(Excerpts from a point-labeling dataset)
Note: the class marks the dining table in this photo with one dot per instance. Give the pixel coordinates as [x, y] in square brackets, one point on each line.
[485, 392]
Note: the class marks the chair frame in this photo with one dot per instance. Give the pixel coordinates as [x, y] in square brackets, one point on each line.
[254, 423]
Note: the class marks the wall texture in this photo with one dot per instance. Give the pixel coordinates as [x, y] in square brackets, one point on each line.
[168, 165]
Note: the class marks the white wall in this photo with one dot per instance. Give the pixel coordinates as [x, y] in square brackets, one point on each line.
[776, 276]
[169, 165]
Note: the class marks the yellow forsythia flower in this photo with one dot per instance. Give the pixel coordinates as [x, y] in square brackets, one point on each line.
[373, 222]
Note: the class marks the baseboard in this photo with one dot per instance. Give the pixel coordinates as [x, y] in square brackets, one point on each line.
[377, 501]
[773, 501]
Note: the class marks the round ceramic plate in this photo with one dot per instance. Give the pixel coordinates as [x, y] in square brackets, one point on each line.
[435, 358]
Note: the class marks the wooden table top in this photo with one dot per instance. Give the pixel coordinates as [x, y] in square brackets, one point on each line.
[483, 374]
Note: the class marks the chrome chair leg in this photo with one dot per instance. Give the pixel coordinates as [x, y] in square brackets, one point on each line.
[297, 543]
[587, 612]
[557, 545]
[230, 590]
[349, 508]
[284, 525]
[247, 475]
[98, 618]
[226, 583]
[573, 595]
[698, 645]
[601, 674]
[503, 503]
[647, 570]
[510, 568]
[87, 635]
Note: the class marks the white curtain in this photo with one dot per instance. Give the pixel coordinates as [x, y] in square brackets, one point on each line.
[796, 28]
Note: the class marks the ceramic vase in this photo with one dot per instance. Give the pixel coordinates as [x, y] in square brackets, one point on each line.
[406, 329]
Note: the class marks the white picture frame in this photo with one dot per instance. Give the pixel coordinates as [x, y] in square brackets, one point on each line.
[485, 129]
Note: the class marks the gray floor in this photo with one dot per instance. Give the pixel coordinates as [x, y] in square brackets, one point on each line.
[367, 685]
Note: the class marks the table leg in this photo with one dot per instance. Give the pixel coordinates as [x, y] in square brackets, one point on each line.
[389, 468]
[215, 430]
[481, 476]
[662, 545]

**GIVEN PROBLEM**
Repeat the records word for word, from the line holding "Note: the class marks the white curtain" through the end, including both of those lines.

**ANSWER TO THIS EXERCISE**
Note: the class marks the white curtain in this photo with one dot per instance. Give the pixel coordinates as [x, y] in square brackets, one point on each line.
[796, 28]
Note: the class marks the ceramic vase in this photo with one dot per instance. Give the pixel coordinates as [x, y] in square brackets, one point on each line.
[406, 329]
Note: the class marks the white picture frame in this photo with one dot per instance. Give the pixel coordinates as [x, y] in square brackets, one point on each line.
[485, 129]
Note: the class marks the gray floor in this photo with one dot per instance. Give the pixel coordinates as [x, y] in square brackets, one point on each line.
[367, 685]
Note: the class marks the table leg in this photo with one dot per instance. Give the pixel coordinates as [x, y] in square brackets, one point on each line.
[389, 468]
[215, 430]
[481, 476]
[662, 545]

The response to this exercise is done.